_RECORDS FOR THE TASK_
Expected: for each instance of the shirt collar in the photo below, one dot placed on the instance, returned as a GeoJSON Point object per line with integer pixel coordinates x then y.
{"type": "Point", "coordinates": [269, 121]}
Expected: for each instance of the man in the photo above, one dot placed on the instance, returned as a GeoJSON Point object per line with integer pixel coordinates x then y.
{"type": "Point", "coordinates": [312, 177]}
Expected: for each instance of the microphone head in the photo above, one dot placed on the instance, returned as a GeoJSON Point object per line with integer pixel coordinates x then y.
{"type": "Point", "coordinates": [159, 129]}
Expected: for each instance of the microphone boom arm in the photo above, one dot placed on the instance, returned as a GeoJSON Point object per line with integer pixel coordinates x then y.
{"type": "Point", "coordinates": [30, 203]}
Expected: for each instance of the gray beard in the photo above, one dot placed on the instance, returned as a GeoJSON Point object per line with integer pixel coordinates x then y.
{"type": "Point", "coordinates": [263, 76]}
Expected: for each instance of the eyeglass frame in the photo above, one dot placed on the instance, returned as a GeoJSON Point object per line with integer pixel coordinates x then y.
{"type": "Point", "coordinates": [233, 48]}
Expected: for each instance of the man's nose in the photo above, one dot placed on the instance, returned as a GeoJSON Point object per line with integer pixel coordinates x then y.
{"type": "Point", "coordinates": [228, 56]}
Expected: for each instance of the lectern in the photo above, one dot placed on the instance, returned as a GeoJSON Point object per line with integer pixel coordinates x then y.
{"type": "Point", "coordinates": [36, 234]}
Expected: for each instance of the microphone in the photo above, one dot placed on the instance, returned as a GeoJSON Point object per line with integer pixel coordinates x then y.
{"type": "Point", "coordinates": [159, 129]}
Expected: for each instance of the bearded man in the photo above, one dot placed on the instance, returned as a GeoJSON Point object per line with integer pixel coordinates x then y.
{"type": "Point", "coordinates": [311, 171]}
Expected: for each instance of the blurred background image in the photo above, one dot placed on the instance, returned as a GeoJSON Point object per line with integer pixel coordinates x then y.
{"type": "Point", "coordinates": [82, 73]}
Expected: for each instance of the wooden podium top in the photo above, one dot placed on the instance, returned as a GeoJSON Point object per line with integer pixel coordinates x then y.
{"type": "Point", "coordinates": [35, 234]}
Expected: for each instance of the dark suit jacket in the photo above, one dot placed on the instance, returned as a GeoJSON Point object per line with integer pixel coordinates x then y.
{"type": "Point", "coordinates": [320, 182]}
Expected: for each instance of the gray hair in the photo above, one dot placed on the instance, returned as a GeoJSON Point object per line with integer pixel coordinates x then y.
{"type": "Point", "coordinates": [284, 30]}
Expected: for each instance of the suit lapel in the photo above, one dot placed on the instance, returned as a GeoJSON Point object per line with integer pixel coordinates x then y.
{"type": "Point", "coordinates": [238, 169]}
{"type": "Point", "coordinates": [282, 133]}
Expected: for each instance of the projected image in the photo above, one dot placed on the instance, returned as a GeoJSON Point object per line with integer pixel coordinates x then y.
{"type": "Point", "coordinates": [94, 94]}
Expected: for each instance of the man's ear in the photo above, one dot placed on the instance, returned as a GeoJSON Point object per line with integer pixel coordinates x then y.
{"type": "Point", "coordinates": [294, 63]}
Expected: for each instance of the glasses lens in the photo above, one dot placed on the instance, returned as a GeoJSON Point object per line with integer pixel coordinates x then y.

_STATED GOAL_
Repeat all the records. Match each line exactly.

_SOLUTION FOR THIS TASK_
Expected: for each instance of the shirt collar in the photo below, one dot placed on the instance, returned as a GeoJSON Point object per line with integer pixel coordinates x then y.
{"type": "Point", "coordinates": [269, 121]}
Expected: for each instance of the man in the photo above, one dot placed on the instance, returned as a GeoJSON Point object per line with integer pixel coordinates x then y.
{"type": "Point", "coordinates": [312, 177]}
Expected: for each instance of the microphone head in the photo above, one dot placed on the instance, returned as a GeoJSON Point object per line with integer pixel coordinates x then y.
{"type": "Point", "coordinates": [159, 129]}
Expected: for each instance of the microphone boom arm in the photo above, one dot placed on the instance, returned as a GeoJSON Point object per line with integer pixel coordinates x then y.
{"type": "Point", "coordinates": [30, 203]}
Expected: for each instance of the gray beard in the photo above, one dot placed on the instance, returned as a GeoJSON Point object per line with integer pixel coordinates x then y.
{"type": "Point", "coordinates": [263, 76]}
Expected: for each instance of the eyeglass frame in the photo above, one dot placed on the instance, returned as a GeoJSON Point object per line with integer pixel coordinates x then y.
{"type": "Point", "coordinates": [233, 48]}
Expected: for each instance of the man's nose in the photo above, one dot placed on the instance, returned as a GeoJSON Point object per line with integer pixel coordinates x then y.
{"type": "Point", "coordinates": [228, 56]}
Expected: for each instance of the lectern in the photo above, one dot placed on the instance, returned as a GeoJSON Point object per line with integer pixel coordinates x then y.
{"type": "Point", "coordinates": [36, 234]}
Expected: for each instance of the microphone in the photo above, one dot placed on the instance, returned as a GeoJSON Point object per line with integer pixel coordinates x then y.
{"type": "Point", "coordinates": [159, 129]}
Expected: for each instance of the bearded man in the photo above, one dot placed on the instance, returned as a GeoJSON Point object per line with integer pixel coordinates x then y.
{"type": "Point", "coordinates": [311, 171]}
Expected: for each instance of the blurred background image in the photo above, one dot placed on the instance, returned as a GeoJSON Point object per line with integer pixel coordinates x then y.
{"type": "Point", "coordinates": [82, 73]}
Expected: for each instance of the wooden podium top in the photo above, one dot placed on the instance, returned as a GeoJSON Point object per line with integer pixel coordinates x then y.
{"type": "Point", "coordinates": [35, 234]}
Expected: for each instance of the dark suit jacket in the photo above, one dot placed on the instance, returned as a GeoJSON Point object per line with integer pixel coordinates x then y.
{"type": "Point", "coordinates": [320, 182]}
Expected: for each instance of the gray hair in the photo above, one dot placed on the instance, returned as a GeoJSON Point object per line with integer pixel coordinates x then y.
{"type": "Point", "coordinates": [284, 30]}
Expected: for each instance of the suit lapel in the photo above, one dot placed on the instance, returned as a GeoJSON Point object per line with integer pixel coordinates x then y.
{"type": "Point", "coordinates": [238, 169]}
{"type": "Point", "coordinates": [282, 133]}
Expected: for each instance of the projected image in the photo above, one dot placed on the instance, returned as a GeoJSON Point object per line with integer pixel coordinates x then y.
{"type": "Point", "coordinates": [94, 94]}
Expected: for each instance of the man's ear in the photo above, one dot placed on the instance, returned as a GeoJSON Point object per line with integer pixel coordinates x then y.
{"type": "Point", "coordinates": [294, 63]}
Expected: for each instance of the glasses lens in the photo above, one dot placed on the instance, returned as a GeoJSON Point object per line with integer pixel coordinates x then y.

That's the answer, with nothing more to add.